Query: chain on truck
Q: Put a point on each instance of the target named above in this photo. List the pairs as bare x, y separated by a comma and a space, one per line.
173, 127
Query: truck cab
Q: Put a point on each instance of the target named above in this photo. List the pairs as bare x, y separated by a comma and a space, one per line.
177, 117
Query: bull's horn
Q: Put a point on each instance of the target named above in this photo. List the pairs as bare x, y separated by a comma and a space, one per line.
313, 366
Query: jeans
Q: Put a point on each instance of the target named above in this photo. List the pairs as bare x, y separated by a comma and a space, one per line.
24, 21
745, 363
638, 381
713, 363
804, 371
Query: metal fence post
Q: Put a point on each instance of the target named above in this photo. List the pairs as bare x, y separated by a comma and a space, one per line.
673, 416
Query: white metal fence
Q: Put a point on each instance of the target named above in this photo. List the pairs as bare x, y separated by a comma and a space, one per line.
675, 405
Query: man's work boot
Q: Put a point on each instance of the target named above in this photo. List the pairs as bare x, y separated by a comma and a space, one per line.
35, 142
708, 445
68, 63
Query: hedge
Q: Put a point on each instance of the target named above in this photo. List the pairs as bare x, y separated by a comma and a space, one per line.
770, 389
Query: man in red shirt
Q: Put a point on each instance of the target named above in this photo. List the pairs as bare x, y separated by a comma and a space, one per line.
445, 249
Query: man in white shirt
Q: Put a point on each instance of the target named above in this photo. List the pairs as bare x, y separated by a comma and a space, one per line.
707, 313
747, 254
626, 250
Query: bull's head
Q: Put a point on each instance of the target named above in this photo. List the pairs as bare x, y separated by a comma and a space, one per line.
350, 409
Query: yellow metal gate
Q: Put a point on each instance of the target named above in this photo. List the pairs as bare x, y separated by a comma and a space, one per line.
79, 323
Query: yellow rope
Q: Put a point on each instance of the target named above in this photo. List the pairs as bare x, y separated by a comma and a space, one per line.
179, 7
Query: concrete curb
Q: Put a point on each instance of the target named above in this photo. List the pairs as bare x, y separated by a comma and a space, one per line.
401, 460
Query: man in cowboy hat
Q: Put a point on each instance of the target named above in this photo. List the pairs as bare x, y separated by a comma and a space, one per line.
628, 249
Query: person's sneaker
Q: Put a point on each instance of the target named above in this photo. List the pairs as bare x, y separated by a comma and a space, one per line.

####

§ **Exercise directions**: Return the entries above exactly, each one complete.

§ **Exercise response**:
Query: chain on truck
Q: Put a point on each instance of the target named above in this photo. List the pairs as bare x, y separated by a comma and a space, one per line.
173, 127
Query: truck cab
Q: Put a point on each instance of the target named above in this photo. List the pairs as bare x, y separated by a comma and a space, one per line.
177, 117
Query: bull's horn
Q: Put a point on each instance of the target named above in this photo. List the pairs as bare x, y separated by a comma and a space, one per line.
313, 366
Query: jeans
Q: Put a point on each instance of the target named above in this photo. List the pairs as bare x, y separated by a comma and a space, one per line.
24, 21
745, 363
638, 381
713, 363
804, 371
Query: metal fence post
Q: Put a point on each instance of the target named above in this photo. List the pairs as bare x, y separated by a comma and a space, one per line.
673, 416
Query: white metal fence
Q: Put a point on each instance of the target named above in this photo. List the pairs as bare x, y separated by a comma and a space, one per line.
675, 405
Query: man's work boot
Q: Put a point on each instance of the target named above in this photo. List the pairs as bare x, y separated by a comma and a space, one per line.
35, 142
708, 445
68, 63
Query: hedge
Q: Put a point on each instance of the target named above in this photo. List the pairs as bare x, y separated by a comma and a space, one per line.
770, 389
Query: man in red shirt
Q: Put a point on each instance of the target named above in this photo. List the pairs as bare x, y separated by a comma and a space, one per line.
445, 249
Query: man in white shirt
Q: Put a point on each instance of the target named above in this photo. List the pairs as bare x, y separated by a comma and a space, one per line.
707, 313
747, 254
626, 250
Query: bull's head
Q: Put a point on each instance of the target named above in this photo. List the pairs as bare x, y separated by a comma and a space, one per line.
350, 409
Query: yellow metal gate
Q: Put a point on each instance of the target named above in this photo. List the pairs as bare x, y separated by a comma and a space, one per line.
79, 323
Query: yellow rope
Q: Put a point on each instance of the target named above in this photo. List the pairs as bare x, y separated by a comma and a space, one per line.
179, 7
Query: concrete curb
Q: Put a point on each instance of the target named above in this photo. List the pairs as bare x, y separated by a comma and a space, one per line.
401, 460
Query: man in cowboy hat
Q: Put a point on each instance of the target named above in this photo. List the pairs as bare x, y separated by a comma and a space, one per line.
628, 249
Query: person's sneaker
Q: Put a point on each instance of the target named above in this photo. List the pairs as bare x, y separated by a comma and a space, one per line.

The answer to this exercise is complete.